§ EXERCICE ÉCRIT A:
Recopiez fidèlement le passage du texte sur les cours du palais, de « On traverse deux » à « aujourd’hui de démolir. ».

§ DOCUMENT SOURCE:
---*---
On traverse deux cours pour arriver au palais. Celle qui précède immédiatement l’édifice et qui pourrait être appelée la cour d’honneur, est demi-circulaire. Sa limite, du côté de la rue, est formée par deux grilles latérales entre lesquelles s’élève le monument de Gaillon. La seconde cour, plus vaste, est à très peu près carrée ; elle est bordée à droite par l’église et le bâtiment des études ; à gauche, on n’a pu utiliser les murs nus des maisons particulières qu’en y plaquant une façade simulée en arcades qui répète celle du côté opposé. Sur le pignon correspondant au portail d’Anet, un grand espace de forme ogivale, laissé entièrement nu, attendra probablement long-temps le spécimen gothique destiné à servir de pendant. Cette trouvaille est assez difficile ; car, grace à Dieu, ce n’est plus la mode aujourd’hui de démolir.
---*---
§ EXERCICE ÉCRIT B:
Extrayez sans aucune modification les lignes des entrées, de celle qui contient « palm tree, that would be wonderful. » jusqu'à la dernière ligne des entrées, les deux bornes comprises.

§ DONNÉES D'ENTRÉE:
---*---
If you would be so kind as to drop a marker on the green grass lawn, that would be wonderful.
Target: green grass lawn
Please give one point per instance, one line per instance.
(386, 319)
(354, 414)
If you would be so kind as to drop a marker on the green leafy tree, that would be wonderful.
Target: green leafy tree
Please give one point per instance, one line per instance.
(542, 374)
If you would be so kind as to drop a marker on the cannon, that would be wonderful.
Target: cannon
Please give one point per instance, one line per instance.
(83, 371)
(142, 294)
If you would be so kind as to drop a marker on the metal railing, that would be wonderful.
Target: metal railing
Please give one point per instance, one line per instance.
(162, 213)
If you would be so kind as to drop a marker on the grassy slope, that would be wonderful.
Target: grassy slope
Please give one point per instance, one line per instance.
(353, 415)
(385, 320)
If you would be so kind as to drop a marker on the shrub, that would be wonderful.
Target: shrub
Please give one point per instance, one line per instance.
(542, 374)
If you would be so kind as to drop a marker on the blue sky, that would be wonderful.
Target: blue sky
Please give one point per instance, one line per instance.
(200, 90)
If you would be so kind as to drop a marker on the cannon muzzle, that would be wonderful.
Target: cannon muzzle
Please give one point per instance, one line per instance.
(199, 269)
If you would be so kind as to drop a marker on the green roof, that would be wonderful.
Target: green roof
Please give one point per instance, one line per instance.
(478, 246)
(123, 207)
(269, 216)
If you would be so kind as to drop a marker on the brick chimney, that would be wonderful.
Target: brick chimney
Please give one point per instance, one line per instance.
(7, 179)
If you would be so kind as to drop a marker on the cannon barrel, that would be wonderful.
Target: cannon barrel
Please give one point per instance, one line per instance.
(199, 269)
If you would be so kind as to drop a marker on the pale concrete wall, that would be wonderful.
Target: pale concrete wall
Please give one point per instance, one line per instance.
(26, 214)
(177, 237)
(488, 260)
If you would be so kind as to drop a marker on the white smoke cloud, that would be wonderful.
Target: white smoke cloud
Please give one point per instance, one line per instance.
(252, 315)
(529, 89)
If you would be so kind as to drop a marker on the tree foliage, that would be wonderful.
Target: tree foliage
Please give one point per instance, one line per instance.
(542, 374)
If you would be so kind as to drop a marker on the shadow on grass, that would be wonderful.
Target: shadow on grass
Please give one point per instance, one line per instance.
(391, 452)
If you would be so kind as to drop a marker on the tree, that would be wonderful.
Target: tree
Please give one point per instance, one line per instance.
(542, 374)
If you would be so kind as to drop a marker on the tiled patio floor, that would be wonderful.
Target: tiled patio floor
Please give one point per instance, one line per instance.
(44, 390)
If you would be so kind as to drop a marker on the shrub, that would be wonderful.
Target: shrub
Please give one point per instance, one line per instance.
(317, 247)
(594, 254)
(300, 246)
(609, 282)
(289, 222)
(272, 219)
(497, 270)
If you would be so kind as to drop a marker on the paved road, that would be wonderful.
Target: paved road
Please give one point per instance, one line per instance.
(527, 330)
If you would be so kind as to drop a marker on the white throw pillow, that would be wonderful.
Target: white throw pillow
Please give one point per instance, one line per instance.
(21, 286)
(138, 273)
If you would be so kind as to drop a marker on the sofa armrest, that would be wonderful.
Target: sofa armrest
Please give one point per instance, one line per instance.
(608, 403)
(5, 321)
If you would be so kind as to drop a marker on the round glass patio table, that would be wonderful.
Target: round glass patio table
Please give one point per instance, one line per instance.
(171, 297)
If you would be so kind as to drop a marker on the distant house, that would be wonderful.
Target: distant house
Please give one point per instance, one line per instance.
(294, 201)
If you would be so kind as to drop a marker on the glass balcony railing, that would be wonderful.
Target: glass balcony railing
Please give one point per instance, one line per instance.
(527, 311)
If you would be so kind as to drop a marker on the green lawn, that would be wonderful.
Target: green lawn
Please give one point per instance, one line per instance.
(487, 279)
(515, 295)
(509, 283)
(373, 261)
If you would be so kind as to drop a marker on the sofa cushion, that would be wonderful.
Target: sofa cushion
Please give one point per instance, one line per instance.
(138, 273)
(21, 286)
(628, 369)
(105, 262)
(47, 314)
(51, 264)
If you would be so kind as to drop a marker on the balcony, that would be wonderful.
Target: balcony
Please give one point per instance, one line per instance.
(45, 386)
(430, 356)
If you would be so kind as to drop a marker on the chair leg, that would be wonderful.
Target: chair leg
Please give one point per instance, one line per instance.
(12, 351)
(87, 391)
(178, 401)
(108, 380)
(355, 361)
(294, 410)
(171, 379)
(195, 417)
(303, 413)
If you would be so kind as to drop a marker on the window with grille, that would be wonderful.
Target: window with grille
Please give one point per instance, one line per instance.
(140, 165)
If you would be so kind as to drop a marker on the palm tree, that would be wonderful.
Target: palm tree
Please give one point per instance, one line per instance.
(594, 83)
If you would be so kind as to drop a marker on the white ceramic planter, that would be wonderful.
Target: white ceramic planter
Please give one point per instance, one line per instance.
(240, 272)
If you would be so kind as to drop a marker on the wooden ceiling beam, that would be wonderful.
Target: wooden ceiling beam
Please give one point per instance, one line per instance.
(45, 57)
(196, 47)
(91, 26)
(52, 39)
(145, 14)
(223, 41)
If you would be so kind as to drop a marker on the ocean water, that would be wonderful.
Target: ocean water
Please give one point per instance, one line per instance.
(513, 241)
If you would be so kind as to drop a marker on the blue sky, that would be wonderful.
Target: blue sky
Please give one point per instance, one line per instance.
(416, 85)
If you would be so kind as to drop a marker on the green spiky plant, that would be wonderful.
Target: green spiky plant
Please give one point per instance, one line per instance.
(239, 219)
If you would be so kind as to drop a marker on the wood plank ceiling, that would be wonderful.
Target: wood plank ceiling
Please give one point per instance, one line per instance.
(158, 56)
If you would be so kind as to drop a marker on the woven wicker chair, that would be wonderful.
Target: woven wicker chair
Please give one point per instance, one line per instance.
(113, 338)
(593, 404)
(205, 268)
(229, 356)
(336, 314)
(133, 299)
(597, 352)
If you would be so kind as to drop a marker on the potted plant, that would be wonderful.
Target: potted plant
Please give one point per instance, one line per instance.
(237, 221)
---*---
§ RÉPONSE COMPLÈTE A:
On traverse deux cours pour arriver au palais. Celle qui précède immédiatement l’édifice et qui pourrait être appelée la cour d’honneur, est demi-circulaire. Sa limite, du côté de la rue, est formée par deux grilles latérales entre lesquelles s’élève le monument de Gaillon. La seconde cour, plus vaste, est à très peu près carrée ; elle est bordée à droite par l’église et le bâtiment des études ; à gauche, on n’a pu utiliser les murs nus des maisons particulières qu’en y plaquant une façade simulée en arcades qui répète celle du côté opposé. Sur le pignon correspondant au portail d’Anet, un grand espace de forme ogivale, laissé entièrement nu, attendra probablement long-temps le spécimen gothique destiné à servir de pendant. Cette trouvaille est assez difficile ; car, grace à Dieu, ce n’est plus la mode aujourd’hui de démolir.

§ RÉPONSE COMPLÈTE B:
If you would be so kind as to drop a marker on the palm tree, that would be wonderful.
Target: palm tree
Please give one point per instance, one line per instance.
(594, 83)
If you would be so kind as to drop a marker on the white ceramic planter, that would be wonderful.
Target: white ceramic planter
Please give one point per instance, one line per instance.
(240, 272)
If you would be so kind as to drop a marker on the wooden ceiling beam, that would be wonderful.
Target: wooden ceiling beam
Please give one point per instance, one line per instance.
(45, 57)
(196, 47)
(91, 26)
(52, 39)
(145, 14)
(223, 41)
If you would be so kind as to drop a marker on the ocean water, that would be wonderful.
Target: ocean water
Please give one point per instance, one line per instance.
(513, 241)
If you would be so kind as to drop a marker on the blue sky, that would be wonderful.
Target: blue sky
Please give one point per instance, one line per instance.
(416, 85)
If you would be so kind as to drop a marker on the green spiky plant, that would be wonderful.
Target: green spiky plant
Please give one point per instance, one line per instance.
(239, 219)
If you would be so kind as to drop a marker on the wood plank ceiling, that would be wonderful.
Target: wood plank ceiling
Please give one point per instance, one line per instance.
(158, 56)
If you would be so kind as to drop a marker on the woven wicker chair, that would be wonderful.
Target: woven wicker chair
Please give one point per instance, one line per instance.
(113, 338)
(593, 404)
(205, 268)
(229, 356)
(336, 314)
(133, 299)
(597, 352)
If you would be so kind as to drop a marker on the potted plant, that would be wonderful.
Target: potted plant
Please give one point per instance, one line per instance.
(237, 221)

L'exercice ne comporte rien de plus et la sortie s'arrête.